- [EXERCISE DIRECTIONS]:
If a line in the entries includes "sunflower", show that line.

:::

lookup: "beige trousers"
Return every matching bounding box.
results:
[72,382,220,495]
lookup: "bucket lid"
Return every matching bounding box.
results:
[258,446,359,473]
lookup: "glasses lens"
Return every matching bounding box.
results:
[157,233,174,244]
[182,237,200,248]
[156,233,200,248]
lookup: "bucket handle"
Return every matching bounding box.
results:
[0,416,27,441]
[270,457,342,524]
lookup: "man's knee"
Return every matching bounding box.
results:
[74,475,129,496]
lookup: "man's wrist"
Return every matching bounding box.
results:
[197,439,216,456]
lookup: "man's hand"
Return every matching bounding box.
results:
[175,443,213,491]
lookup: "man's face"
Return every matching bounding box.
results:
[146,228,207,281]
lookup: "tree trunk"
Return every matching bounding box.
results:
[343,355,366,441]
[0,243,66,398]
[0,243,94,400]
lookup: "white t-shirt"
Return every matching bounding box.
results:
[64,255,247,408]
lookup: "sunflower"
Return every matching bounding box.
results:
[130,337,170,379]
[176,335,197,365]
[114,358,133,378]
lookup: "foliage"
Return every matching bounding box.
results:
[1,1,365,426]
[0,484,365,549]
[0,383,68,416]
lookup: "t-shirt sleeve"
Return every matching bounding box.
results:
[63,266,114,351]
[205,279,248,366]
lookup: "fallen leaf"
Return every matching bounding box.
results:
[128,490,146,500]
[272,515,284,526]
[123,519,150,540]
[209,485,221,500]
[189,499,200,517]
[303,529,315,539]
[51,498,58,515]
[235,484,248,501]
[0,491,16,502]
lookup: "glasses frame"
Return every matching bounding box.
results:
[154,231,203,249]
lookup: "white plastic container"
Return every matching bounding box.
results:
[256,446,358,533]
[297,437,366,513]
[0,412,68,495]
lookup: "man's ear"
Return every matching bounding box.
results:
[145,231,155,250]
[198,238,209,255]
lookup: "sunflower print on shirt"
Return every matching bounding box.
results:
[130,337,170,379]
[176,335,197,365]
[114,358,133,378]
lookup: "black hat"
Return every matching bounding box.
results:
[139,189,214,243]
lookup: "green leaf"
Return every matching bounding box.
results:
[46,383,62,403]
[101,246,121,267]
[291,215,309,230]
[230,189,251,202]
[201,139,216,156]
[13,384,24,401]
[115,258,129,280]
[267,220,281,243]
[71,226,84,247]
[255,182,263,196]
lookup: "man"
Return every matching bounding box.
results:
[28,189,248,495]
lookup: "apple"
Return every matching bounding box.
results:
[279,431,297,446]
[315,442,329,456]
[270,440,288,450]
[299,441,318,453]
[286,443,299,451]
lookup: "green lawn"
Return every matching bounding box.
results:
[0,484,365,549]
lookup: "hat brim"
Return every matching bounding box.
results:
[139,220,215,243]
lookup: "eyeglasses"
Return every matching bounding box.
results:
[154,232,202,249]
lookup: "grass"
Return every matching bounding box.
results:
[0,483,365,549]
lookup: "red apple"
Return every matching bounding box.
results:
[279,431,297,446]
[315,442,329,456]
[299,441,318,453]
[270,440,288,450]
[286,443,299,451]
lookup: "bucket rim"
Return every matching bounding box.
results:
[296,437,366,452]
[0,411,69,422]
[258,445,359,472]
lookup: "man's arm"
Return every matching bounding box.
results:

:::

- [TASK ANSWER]:
lookup: "sunflower"
lookup: "sunflower print on shirt"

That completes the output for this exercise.